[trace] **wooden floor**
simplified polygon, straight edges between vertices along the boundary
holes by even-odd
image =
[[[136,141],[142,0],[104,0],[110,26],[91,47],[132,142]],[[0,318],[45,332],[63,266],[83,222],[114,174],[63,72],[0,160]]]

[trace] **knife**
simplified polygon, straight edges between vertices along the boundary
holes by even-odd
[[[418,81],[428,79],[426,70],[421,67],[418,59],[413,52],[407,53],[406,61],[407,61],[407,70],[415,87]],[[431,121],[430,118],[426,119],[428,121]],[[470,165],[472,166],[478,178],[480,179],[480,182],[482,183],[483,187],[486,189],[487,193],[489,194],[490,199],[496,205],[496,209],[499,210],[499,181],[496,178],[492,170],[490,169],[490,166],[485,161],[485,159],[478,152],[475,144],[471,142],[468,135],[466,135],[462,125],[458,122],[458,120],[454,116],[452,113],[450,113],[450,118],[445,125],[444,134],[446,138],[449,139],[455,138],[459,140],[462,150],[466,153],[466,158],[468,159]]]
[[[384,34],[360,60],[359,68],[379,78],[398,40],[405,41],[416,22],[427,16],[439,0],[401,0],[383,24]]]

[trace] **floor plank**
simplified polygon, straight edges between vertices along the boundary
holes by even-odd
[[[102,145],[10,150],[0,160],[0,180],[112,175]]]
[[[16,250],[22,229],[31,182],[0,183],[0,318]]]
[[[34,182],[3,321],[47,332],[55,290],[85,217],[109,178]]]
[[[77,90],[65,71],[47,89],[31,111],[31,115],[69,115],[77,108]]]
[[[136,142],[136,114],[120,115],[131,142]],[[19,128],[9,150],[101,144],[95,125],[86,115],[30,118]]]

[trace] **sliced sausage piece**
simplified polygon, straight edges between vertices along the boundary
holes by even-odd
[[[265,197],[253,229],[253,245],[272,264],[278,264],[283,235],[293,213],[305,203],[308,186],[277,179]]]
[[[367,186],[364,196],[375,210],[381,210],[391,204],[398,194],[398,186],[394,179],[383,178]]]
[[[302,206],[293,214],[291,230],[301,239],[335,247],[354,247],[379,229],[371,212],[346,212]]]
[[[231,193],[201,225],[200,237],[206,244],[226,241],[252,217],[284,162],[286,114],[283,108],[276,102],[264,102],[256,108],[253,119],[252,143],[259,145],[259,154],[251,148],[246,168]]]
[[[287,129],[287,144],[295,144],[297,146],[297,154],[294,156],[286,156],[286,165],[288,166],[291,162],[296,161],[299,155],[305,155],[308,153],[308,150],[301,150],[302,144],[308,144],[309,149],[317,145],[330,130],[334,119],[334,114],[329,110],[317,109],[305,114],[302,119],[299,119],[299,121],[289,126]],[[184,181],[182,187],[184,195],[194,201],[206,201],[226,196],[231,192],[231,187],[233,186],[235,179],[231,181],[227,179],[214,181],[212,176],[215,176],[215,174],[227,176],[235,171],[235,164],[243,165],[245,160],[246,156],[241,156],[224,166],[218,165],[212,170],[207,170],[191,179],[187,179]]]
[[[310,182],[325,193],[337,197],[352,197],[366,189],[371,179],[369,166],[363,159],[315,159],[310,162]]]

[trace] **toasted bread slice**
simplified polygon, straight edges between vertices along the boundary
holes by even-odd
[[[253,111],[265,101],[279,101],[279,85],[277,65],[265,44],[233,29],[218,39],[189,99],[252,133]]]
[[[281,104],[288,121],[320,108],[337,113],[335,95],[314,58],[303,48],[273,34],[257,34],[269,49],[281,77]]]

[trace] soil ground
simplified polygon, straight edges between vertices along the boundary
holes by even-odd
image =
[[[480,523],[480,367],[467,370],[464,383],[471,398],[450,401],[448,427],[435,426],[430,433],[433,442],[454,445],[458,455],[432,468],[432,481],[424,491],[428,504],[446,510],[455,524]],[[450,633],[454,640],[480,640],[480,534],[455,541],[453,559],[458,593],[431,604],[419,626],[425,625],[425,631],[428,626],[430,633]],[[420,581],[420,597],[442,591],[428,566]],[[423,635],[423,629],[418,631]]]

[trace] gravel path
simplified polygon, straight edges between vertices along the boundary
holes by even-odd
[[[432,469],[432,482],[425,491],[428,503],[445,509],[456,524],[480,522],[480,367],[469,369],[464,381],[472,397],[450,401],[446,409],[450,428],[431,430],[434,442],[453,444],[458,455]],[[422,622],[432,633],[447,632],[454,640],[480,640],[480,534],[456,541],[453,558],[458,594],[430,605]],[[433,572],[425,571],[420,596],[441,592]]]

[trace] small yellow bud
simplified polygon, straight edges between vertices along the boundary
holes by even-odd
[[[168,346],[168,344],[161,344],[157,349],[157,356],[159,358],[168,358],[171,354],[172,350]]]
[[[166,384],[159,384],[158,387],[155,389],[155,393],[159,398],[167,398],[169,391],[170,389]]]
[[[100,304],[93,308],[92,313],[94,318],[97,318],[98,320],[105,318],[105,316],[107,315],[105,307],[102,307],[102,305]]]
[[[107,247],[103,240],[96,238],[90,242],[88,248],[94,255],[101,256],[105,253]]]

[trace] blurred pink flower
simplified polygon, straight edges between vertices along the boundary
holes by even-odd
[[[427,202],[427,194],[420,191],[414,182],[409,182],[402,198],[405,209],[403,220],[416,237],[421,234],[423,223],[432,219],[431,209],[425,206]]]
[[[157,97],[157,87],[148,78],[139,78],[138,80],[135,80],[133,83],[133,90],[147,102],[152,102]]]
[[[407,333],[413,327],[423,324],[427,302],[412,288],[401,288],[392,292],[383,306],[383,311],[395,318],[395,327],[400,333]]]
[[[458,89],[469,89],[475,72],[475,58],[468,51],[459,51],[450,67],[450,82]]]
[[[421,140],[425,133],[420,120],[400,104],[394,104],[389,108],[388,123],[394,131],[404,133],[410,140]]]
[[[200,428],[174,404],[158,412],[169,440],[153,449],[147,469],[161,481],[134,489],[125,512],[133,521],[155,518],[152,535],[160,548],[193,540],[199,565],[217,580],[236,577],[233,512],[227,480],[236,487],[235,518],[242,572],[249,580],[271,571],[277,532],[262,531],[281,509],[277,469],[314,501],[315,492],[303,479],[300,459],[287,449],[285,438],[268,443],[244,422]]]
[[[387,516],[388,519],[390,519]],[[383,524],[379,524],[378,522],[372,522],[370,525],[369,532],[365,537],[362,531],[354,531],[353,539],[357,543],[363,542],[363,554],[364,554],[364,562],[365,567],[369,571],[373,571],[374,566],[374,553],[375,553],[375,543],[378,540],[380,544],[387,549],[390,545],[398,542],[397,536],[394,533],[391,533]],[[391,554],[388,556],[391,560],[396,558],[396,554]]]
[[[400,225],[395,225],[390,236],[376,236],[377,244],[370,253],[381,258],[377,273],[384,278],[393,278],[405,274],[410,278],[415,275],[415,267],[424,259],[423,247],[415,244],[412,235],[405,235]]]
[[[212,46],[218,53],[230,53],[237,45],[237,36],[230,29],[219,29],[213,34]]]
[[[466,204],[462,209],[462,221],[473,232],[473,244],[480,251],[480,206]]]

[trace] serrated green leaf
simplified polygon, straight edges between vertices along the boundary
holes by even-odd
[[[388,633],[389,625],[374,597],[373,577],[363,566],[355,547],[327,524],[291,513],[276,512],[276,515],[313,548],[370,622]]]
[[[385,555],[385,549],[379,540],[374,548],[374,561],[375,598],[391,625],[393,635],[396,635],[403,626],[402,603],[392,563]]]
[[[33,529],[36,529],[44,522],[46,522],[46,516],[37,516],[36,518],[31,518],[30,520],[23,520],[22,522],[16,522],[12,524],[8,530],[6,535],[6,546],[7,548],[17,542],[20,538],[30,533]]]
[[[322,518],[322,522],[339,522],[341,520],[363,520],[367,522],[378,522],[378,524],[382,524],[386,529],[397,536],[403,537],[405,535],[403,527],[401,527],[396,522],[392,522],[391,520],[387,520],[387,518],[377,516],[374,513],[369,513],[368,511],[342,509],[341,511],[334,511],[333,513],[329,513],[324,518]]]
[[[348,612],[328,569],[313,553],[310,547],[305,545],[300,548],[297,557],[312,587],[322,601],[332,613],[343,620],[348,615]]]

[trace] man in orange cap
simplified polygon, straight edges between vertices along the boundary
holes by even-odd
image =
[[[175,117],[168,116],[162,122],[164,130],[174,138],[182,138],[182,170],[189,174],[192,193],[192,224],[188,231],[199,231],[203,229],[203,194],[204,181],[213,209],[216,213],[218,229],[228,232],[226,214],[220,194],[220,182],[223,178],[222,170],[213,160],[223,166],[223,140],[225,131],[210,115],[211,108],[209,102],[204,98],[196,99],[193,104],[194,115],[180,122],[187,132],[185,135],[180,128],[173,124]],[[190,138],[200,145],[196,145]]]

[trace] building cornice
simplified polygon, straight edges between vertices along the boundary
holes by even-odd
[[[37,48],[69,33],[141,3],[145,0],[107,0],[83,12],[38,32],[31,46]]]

_____

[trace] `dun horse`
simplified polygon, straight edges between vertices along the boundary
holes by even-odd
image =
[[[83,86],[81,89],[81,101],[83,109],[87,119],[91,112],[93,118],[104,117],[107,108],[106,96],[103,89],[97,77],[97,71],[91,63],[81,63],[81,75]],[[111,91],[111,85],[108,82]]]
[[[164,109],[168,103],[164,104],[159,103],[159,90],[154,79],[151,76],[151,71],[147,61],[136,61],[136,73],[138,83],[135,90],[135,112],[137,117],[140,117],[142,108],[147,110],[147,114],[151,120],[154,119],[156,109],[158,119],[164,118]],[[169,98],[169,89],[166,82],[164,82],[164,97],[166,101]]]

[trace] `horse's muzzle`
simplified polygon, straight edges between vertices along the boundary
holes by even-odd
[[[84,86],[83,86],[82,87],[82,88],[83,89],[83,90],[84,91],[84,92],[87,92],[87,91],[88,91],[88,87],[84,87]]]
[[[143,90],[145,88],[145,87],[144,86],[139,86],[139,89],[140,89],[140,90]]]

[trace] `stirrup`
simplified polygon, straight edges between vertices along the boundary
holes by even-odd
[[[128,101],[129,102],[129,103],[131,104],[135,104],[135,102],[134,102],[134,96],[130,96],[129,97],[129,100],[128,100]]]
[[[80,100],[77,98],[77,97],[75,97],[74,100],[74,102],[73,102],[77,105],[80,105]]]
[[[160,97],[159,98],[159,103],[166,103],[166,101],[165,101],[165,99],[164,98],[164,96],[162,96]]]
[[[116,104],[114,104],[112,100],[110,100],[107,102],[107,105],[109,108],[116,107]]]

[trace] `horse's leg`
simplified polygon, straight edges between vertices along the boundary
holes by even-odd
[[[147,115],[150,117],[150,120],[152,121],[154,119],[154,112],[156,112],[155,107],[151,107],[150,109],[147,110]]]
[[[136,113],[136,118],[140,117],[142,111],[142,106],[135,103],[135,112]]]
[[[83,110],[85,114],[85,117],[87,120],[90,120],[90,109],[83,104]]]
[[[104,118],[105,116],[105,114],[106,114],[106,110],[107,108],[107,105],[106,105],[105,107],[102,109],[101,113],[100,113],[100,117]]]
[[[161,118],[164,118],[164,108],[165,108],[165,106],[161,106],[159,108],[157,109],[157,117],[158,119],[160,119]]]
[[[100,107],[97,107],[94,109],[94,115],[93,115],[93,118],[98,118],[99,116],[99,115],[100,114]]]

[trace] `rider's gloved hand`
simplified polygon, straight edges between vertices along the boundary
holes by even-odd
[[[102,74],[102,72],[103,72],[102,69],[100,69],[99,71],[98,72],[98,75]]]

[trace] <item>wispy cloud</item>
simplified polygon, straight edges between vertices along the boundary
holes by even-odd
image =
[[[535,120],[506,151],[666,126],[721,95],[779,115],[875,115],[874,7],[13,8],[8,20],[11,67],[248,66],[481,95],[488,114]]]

_____

Identify each line of the records that contains the string "floor" and copy those lines in full.

[trace] **wooden floor**
[trace] **floor plank**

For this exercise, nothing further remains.